■ **EXERCISE TASKS**
A. Rewrite everything from "The secularizing shifts" down to "in their lives." in the passage on religious change in the United States, swapping "daily" for "weekly".
B. According to the passage on religious change in the United States, how many points lower was the Christian share of the adult population in 2021 than in 2011?

The secularizing shifts evident in American society so far in the 21st century show no signs of slowing. The latest Pew Research Center survey of the religious composition of the United States finds the religiously unaffiliated share of the public is 6 percentage points higher than it was five years ago and 10 points higher than a decade ago. Christians continue to make up a majority of the U.S. populace, but their share of the adult population is 12 points lower in 2021 than it was in 2011. In addition, the share of U.S. adults who say they pray on a daily basis has been trending downward, as has the share who say religion is “very important” in their lives.

For such a short period, these figures are stunning.

Full disclosure demands that I offer one alternative interpretation for these numbers. What surveys measure is primarily how people answer surveys. Conceivably, the sharp increase in people declaring themselves as None does not measure much change in actual behavior or belief. Rather, what we are measuring is a change in broad attitudes to organized religion, so that far more people are willing to proclaim themselves unaffiliated, regardless of what they actually do on a Sunday (or Friday, or Saturday). We can think of plenty of reasons for why people would not today accept a generic label as they might have done in the past. For Catholics, one obvious driving force would be the clergy abuse crises of the past three decades. For evangelicals, it would be the vicious political debates and the disastrous media coverage, particularly since 2016. For whatever reason, people think it is much more acceptable, and respectable, to deny religious affiliation than they might have done thirty years ago. Those older default settings no longer operate.

■ **RAW DATA**
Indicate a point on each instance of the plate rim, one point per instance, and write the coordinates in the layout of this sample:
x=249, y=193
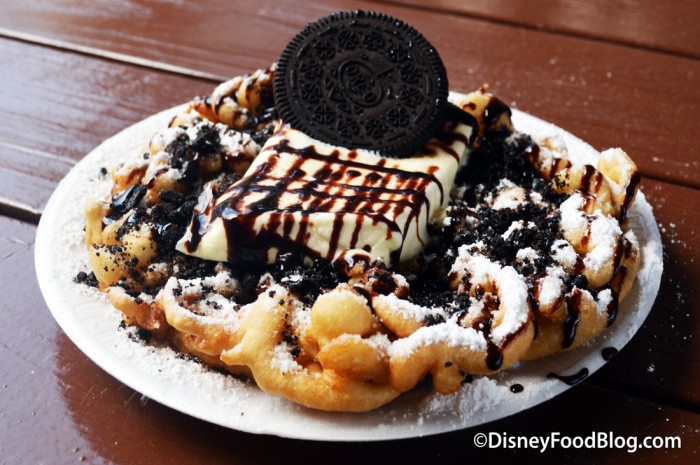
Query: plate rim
x=61, y=305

■ **ANSWERS IN ORDER**
A.
The secularizing shifts evident in American society so far in the 21st century show no signs of slowing. The latest Pew Research Center survey of the religious composition of the United States finds the religiously unaffiliated share of the public is 6 percentage points higher than it was five years ago and 10 points higher than a decade ago. Christians continue to make up a majority of the U.S. populace, but their share of the adult population is 12 points lower in 2021 than it was in 2011. In addition, the share of U.S. adults who say they pray on a weekly basis has been trending downward, as has the share who say religion is “very important” in their lives.

B. 12 points lower.